● Material for this task:
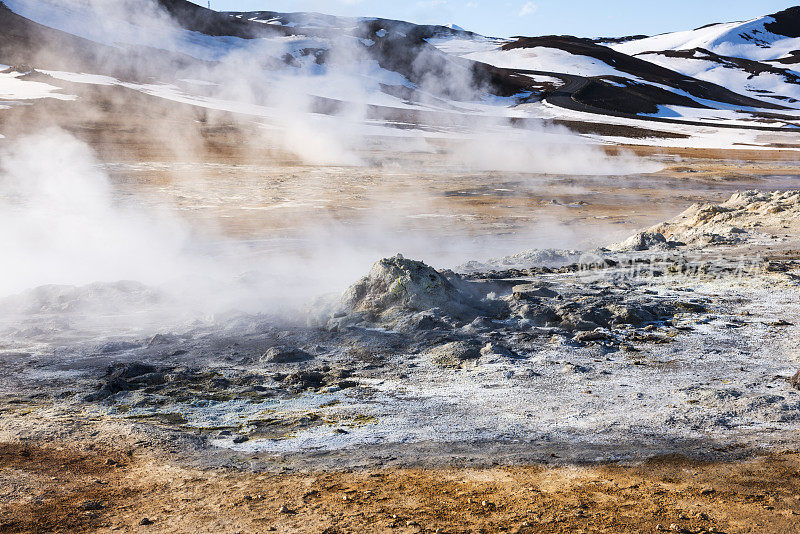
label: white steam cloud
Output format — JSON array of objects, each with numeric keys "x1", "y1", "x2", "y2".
[
  {"x1": 0, "y1": 129, "x2": 196, "y2": 295},
  {"x1": 0, "y1": 0, "x2": 661, "y2": 336},
  {"x1": 0, "y1": 130, "x2": 615, "y2": 315}
]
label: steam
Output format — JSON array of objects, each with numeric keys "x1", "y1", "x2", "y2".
[
  {"x1": 0, "y1": 129, "x2": 231, "y2": 301},
  {"x1": 444, "y1": 129, "x2": 659, "y2": 175},
  {"x1": 0, "y1": 130, "x2": 177, "y2": 292},
  {"x1": 0, "y1": 130, "x2": 615, "y2": 315},
  {"x1": 0, "y1": 0, "x2": 662, "y2": 336},
  {"x1": 4, "y1": 0, "x2": 660, "y2": 173}
]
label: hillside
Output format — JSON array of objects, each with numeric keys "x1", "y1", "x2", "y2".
[{"x1": 0, "y1": 0, "x2": 799, "y2": 152}]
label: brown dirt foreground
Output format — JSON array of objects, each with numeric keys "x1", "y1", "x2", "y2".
[{"x1": 2, "y1": 444, "x2": 800, "y2": 534}]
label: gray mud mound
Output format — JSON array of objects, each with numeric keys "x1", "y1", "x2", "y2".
[
  {"x1": 315, "y1": 254, "x2": 708, "y2": 343},
  {"x1": 610, "y1": 231, "x2": 679, "y2": 252},
  {"x1": 329, "y1": 255, "x2": 496, "y2": 329},
  {"x1": 0, "y1": 281, "x2": 162, "y2": 315},
  {"x1": 458, "y1": 248, "x2": 584, "y2": 273},
  {"x1": 614, "y1": 190, "x2": 800, "y2": 250}
]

● Action item: Repeat the data above exactly; images are not part of the copy.

● Expected answer:
label: white steam cloud
Output format — JSON array of objects, each with numeric keys "x1", "y1", "x2", "y2".
[
  {"x1": 0, "y1": 129, "x2": 196, "y2": 295},
  {"x1": 0, "y1": 0, "x2": 661, "y2": 336},
  {"x1": 0, "y1": 130, "x2": 615, "y2": 315}
]
label: steam
Output format — JSON array of objects, each with numeric keys "x1", "y1", "x2", "y2".
[
  {"x1": 0, "y1": 129, "x2": 231, "y2": 301},
  {"x1": 444, "y1": 129, "x2": 659, "y2": 175},
  {"x1": 0, "y1": 130, "x2": 177, "y2": 292},
  {"x1": 0, "y1": 130, "x2": 615, "y2": 315},
  {"x1": 0, "y1": 0, "x2": 662, "y2": 336},
  {"x1": 4, "y1": 0, "x2": 660, "y2": 173}
]
label: hillside
Output format — JSON array of objects, each with numeric keys "x1", "y1", "x2", "y2".
[{"x1": 0, "y1": 0, "x2": 799, "y2": 152}]
label: brown dirt foreground
Output format — JSON array of objects, each with numeric keys "x1", "y1", "x2", "y2".
[{"x1": 2, "y1": 444, "x2": 800, "y2": 534}]
label: gray mud mound
Output format — JSON array of objects, each with numeric keys "x1", "y1", "x2", "y2".
[
  {"x1": 315, "y1": 254, "x2": 708, "y2": 343},
  {"x1": 610, "y1": 231, "x2": 679, "y2": 252},
  {"x1": 329, "y1": 255, "x2": 496, "y2": 329},
  {"x1": 0, "y1": 281, "x2": 162, "y2": 315},
  {"x1": 458, "y1": 248, "x2": 584, "y2": 273},
  {"x1": 614, "y1": 190, "x2": 800, "y2": 250}
]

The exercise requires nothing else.